■ **Written instruction A**
In the deep-sky observing guide, which filter is recommended for viewing the California Nebula?
■ **Written instruction B**
Continue the deep-sky observing guide from where it stops.

■ **Quoted passage**
———

Triangulum Galaxy (M33)
The Triangulum Galaxy is the third largest galaxy in the Local Group. Even in an 80mm refractor under really dark skies, there are hints of its spiral structure.
Double Cluster (NGC 869 & NGC 884)
When viewing this target, can you spy hints of a third galaxy nearby, NGC 957?
The Pleiades is a wonderful visual treat for any binoculars or small telescope. With a wide-angle scope, can you see the reflection nebula? Also try to spot the large, faint emission patches IC 353 and IC 1995, located about 1.5° northeast of M45.
California Nebula (NGC 1499)
This one can be a challenge if you’re not prepared. Go armed with an 80mm refractor, a low-power 2″ eyepiece, and a Hβ filter, and this object should reveal itself from any dark-sky site.
M36 to M38
The entire expanse between M36 on the east and M38 on the west is a grand vista. A wide-angle telescope with about 4° of true field should get you a wonderful view of the two open star clusters, which form a triangle with emission nebula NGC 1931. The Flaming Star Nebula (IC 405) is about 3° west of NGC 1931 but difficult to see visually.

———

■ **Dataset extract**
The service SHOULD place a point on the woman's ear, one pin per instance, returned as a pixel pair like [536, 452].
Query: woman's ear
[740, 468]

———

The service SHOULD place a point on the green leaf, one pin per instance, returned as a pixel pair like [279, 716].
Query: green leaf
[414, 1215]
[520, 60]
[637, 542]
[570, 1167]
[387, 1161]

———

■ **Output A**
An Hβ filter.

■ **Output B**
Sword of Orion
This is one of the best vistas in the night sky, presenting seven NGC objects: 1973, 1975, 1977, 1982, 1976 (also known as M42, the Orion Nebula), 1988 and 1999.
Flame Nebula (NGC 2024) and Orion’s Belt
With an 80mm wide-angle telescope you can easily see Orion’s entire belt, including the Flame Nebula (NGC 2024) east of the star Alnitak. The Horsehead Nebula (Barnard 33) is a dark nebula to the south of Alnitak embedded in the emission nebula IC 434. There are small emission patches north of both the eastern and western stars in the belt, but you will likely need a larger scope to see them.
To see this target, you’ll need a wide field, a very dark and transparent sky, and an OIII or Hβ filter. If you’re having trouble, move slowly east from M78 and watch for the background to grow slightly brighter.
M35 to the Monkey Head Nebula (NGC 2174)
M35 is a fantastic, rich, symmetrical cluster with a smaller cluster, NGC 2158, tagging along on its southwest side. At the far edge of an approximately 5° field is NGC 2174, a fairly bright, round emission nebula.
This nebula is wonderful to view through a wide-angle telescope equipped with an OIII filter. Can you spot the dark center? What about the pretty bright star cluster there?
M46 & M47
With this target you’ll observe two contrasting open star clusters — one with big, bright stars (M47) and the other with much finer, fainter stars (M46). If you boost the power, you should see the planetary nebula NGC 2438 hiding among M46’s stars.
NGC 2477 & NGC 2451
This target includes two fine open star clusters in southern Puppis at about –40° declination. At 2.8-magnitude, NGC 2451 can even be viewed with the naked eye.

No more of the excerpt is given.